### EXCERPTED DATA ###
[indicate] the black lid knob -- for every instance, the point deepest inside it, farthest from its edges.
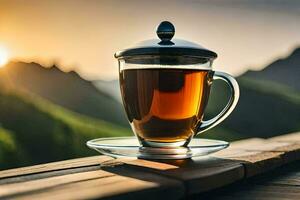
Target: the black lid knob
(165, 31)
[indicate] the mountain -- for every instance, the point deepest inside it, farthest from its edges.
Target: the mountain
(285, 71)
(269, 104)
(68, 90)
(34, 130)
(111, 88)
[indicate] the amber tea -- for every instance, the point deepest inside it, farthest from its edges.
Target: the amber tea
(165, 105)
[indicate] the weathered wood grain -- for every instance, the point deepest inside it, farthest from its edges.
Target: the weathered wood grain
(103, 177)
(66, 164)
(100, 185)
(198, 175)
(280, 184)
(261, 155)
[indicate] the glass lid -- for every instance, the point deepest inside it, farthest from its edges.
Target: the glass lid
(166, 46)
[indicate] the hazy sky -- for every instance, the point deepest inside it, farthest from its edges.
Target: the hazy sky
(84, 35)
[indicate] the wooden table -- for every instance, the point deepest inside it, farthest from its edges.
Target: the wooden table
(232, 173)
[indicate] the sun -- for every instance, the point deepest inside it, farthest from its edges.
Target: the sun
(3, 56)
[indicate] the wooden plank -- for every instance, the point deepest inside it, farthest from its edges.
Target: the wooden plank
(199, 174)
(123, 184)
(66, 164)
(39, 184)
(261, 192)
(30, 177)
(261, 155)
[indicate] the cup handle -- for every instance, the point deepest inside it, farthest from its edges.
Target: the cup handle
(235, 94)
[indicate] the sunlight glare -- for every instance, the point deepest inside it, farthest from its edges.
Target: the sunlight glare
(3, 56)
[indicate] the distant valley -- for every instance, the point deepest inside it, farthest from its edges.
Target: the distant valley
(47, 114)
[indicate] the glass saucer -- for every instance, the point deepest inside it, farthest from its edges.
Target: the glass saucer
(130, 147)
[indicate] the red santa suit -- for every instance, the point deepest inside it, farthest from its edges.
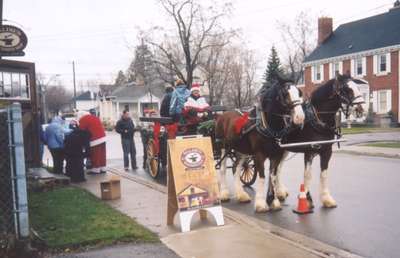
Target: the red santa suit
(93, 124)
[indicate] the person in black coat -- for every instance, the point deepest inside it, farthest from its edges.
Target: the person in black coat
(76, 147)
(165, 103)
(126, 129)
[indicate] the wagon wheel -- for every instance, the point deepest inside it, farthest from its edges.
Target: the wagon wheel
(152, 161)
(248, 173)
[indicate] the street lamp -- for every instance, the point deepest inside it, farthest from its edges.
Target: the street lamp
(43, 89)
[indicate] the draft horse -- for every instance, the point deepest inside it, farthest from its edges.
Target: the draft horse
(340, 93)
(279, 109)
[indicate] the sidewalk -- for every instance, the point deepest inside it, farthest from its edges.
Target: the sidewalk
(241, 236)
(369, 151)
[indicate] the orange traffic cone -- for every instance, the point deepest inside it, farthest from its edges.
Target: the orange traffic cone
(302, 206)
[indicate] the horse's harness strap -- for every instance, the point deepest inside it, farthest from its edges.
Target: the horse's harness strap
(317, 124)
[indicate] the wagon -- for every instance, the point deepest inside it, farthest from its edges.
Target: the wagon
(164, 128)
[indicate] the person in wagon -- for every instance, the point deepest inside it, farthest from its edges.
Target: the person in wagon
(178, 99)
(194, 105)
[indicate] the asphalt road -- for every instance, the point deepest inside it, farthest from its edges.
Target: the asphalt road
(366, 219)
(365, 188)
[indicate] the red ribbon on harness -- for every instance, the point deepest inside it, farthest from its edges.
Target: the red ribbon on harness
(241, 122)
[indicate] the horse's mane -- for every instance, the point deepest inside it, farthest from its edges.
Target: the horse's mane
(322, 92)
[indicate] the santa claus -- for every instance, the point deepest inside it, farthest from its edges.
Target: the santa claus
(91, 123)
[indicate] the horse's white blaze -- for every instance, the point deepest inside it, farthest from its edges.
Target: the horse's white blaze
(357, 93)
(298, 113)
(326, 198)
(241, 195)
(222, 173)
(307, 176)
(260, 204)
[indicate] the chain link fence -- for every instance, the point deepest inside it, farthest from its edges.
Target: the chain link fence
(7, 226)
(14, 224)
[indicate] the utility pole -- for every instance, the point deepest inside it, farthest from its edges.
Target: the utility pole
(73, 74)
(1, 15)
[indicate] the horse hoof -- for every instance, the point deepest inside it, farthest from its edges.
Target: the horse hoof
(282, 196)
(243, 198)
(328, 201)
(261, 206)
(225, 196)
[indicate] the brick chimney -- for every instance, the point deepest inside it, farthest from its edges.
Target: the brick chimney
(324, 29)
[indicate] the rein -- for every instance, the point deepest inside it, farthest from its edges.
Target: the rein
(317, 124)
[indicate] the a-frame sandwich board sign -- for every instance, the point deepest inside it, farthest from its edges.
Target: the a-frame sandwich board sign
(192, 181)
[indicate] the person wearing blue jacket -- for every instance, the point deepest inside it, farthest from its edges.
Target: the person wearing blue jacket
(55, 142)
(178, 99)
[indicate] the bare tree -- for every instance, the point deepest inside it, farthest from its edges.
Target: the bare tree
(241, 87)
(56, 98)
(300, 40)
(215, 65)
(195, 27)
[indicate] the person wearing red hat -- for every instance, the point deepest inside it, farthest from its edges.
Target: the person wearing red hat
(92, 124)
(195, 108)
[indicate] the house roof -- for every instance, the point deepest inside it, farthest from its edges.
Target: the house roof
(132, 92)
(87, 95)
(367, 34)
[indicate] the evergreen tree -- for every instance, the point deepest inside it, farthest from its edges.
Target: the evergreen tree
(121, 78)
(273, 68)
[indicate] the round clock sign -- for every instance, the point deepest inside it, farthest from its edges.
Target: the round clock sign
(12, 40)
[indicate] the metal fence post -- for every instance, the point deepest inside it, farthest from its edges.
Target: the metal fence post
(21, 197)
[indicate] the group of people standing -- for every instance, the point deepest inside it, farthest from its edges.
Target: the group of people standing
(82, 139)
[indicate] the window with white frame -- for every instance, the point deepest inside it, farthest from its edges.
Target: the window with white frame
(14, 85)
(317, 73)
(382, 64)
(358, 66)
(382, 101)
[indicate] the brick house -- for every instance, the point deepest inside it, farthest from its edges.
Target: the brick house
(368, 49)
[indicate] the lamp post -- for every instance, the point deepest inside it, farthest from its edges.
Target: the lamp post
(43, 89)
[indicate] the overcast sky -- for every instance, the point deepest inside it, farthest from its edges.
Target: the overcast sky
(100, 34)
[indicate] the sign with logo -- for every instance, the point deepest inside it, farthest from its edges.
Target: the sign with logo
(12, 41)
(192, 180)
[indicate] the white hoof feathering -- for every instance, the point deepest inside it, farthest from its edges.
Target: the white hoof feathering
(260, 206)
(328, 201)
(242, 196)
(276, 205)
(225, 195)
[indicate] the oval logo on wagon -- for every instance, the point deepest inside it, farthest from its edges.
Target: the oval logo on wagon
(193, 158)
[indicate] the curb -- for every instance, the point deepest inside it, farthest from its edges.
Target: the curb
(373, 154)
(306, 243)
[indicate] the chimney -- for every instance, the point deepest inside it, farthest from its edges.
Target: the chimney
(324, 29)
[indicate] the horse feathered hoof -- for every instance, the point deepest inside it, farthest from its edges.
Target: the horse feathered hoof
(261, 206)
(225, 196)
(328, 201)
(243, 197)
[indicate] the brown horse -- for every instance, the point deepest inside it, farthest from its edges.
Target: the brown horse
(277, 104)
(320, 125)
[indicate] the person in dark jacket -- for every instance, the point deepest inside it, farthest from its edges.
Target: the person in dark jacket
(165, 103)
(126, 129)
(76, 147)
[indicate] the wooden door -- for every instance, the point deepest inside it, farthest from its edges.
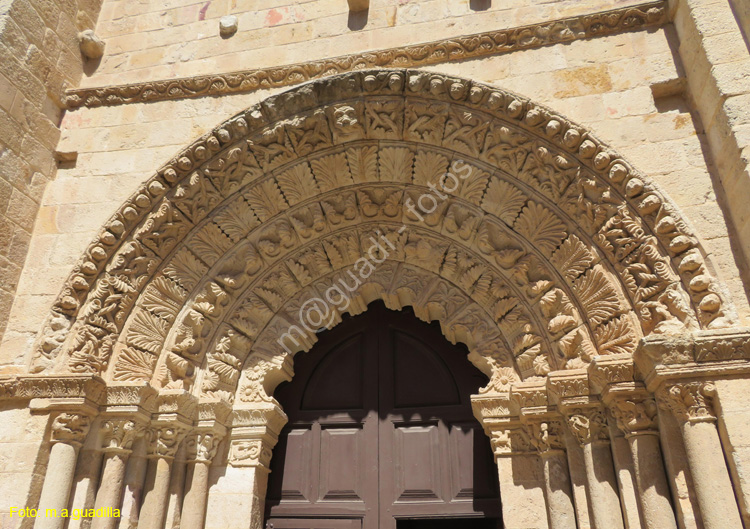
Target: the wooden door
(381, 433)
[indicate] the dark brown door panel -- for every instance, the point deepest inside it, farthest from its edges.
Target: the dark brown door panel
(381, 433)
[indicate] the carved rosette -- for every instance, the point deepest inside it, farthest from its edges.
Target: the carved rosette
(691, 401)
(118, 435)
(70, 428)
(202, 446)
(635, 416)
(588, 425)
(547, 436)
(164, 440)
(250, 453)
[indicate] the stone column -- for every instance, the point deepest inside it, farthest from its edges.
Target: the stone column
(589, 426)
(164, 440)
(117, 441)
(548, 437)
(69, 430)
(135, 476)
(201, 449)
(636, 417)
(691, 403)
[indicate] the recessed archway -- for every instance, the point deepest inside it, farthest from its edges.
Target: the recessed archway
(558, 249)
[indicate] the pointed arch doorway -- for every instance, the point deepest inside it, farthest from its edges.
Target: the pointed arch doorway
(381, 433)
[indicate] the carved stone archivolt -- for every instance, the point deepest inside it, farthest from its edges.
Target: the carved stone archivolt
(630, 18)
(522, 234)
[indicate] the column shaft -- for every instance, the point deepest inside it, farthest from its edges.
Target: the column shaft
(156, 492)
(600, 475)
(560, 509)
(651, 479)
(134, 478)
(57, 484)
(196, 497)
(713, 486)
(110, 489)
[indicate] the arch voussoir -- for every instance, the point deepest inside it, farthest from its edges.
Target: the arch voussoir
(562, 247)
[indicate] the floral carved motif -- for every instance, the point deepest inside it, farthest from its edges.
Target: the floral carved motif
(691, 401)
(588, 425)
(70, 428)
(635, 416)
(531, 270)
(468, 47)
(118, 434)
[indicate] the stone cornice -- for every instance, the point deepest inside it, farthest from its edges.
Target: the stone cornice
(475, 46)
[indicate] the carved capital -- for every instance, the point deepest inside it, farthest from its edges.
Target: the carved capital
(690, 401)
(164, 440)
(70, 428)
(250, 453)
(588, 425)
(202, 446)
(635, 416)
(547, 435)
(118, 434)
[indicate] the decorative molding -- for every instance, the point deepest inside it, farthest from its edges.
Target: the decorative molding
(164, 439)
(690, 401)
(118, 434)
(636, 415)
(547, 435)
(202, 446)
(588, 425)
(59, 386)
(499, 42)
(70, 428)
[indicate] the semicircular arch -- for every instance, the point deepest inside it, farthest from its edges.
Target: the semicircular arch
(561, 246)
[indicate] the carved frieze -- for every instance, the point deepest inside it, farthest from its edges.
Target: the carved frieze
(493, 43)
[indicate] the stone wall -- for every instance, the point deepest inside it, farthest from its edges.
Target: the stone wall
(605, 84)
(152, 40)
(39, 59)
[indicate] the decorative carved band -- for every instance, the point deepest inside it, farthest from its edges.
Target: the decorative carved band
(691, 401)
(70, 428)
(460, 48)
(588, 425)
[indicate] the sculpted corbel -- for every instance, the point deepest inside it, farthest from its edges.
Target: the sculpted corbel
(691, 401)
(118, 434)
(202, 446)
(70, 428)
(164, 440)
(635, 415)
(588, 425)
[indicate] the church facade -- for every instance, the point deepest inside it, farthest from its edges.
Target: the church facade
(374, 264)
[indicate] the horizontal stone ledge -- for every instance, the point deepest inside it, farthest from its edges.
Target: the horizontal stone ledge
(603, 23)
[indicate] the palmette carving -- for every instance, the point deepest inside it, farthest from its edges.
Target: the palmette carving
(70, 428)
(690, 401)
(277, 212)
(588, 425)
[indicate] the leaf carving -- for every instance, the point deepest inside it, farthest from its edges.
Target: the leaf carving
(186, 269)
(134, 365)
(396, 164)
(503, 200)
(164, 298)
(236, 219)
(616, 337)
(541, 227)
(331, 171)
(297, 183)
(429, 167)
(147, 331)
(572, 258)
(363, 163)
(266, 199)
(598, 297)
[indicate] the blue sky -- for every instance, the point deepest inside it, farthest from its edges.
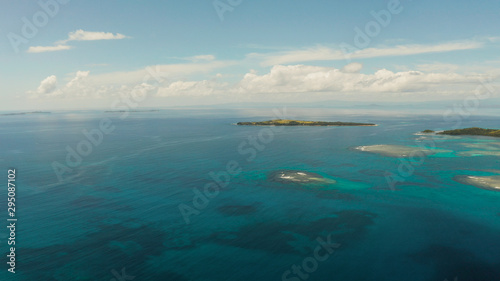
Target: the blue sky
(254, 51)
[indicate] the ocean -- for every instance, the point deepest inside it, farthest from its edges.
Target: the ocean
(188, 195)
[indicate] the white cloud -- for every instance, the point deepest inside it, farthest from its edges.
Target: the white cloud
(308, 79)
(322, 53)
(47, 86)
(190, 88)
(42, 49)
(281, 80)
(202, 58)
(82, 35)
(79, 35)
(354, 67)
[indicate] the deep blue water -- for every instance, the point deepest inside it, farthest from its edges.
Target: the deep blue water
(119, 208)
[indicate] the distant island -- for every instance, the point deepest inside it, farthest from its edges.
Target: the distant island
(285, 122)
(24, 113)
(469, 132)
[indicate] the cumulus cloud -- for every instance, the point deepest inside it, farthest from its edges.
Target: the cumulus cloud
###
Your task is to copy word for word the lines from the line containing "[indicate] the church" to the end of the listing, both included, and to drop any pictures.

[indicate] the church facade -- for every instance, the point deepest inside it, farthest from its edges.
Target: the church facade
(374, 264)
[indicate] the horizontal stone ledge -- for every instance, the point deepest inside it, farthest from its edges.
Target: the horizontal stone ledge
(603, 23)
[indicate] the palmette carving -- for every instance, the point deepest inside it, farthest from its edges.
Target: the palmette carving
(70, 428)
(690, 401)
(277, 212)
(588, 425)
[indicate] the leaf carving -- for every instance, the point deepest inside it, farthest from its edges.
Target: the leaf carving
(186, 269)
(134, 365)
(396, 164)
(503, 200)
(164, 298)
(236, 219)
(616, 337)
(541, 227)
(331, 171)
(297, 183)
(429, 167)
(147, 331)
(572, 258)
(363, 163)
(266, 199)
(598, 297)
[indicate] the blue sky -- for every instance, the point deepest inside it, farthest from its edges.
Target: the blue sky
(254, 51)
[indicate] the ocean -- for every instance, the point deepest inside it, farthest from its edges.
Target: the ocean
(188, 195)
[indicate] the white cloud -- for every instance, the point deepest inside it, farthest from its edges.
Target: the white cloud
(308, 79)
(322, 53)
(47, 86)
(190, 88)
(42, 49)
(281, 80)
(202, 58)
(82, 35)
(79, 35)
(354, 67)
[indicate] the deep blue water -- for every instance, the point deepest inside it, farthest from its edges.
Target: the deep blue water
(119, 208)
[indicate] the distant island -- for every instance, the point deepest inside it, farthest from its edges.
Target: the distant island
(285, 122)
(24, 113)
(469, 132)
[indicate] the cumulus cloud -- for every instance, the point deepest inside it, farthest from its edges.
Target: the cumulus cloud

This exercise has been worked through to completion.